▶ DATASET CONTENT
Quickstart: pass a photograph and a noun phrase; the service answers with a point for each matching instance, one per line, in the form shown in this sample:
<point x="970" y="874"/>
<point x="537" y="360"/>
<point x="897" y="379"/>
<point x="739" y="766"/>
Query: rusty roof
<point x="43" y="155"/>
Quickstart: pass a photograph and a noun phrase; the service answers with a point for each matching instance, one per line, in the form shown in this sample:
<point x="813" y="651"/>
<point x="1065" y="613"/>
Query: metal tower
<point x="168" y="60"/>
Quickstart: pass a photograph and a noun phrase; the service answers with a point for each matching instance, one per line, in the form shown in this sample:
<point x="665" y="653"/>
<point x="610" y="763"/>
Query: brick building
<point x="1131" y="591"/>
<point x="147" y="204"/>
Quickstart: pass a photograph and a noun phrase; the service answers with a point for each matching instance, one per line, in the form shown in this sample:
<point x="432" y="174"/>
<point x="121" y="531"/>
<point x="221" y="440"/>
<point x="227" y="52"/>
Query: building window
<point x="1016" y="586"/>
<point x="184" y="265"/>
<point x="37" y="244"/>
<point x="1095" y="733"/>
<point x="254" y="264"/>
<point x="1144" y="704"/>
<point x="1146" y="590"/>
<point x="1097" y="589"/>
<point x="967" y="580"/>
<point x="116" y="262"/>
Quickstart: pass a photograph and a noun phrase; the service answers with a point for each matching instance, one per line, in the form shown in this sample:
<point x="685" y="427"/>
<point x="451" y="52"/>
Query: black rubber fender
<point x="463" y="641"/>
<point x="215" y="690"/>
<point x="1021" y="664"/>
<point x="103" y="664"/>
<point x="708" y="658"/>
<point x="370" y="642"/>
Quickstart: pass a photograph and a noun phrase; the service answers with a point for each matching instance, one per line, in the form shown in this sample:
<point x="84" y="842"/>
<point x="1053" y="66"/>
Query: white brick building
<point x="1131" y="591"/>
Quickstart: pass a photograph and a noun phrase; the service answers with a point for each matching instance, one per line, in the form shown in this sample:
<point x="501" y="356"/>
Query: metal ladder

▶ JOB
Render the lines from the start of the rows through the line containing "Query: rusty roof", inclusive, as a Markdown table with the columns Number and Line, omitting any blank lines.

▶ EXERCISE RESPONSE
| Number | Line |
|---|---|
| 1 | Quickstart: pass a photograph and a noun phrase; the service answers with a point for each matching instance, one per line, in the form shown in this sample: |
| 2 | <point x="970" y="874"/> |
| 3 | <point x="537" y="360"/> |
| 4 | <point x="897" y="379"/> |
| 5 | <point x="739" y="766"/> |
| 6 | Query: rusty roof |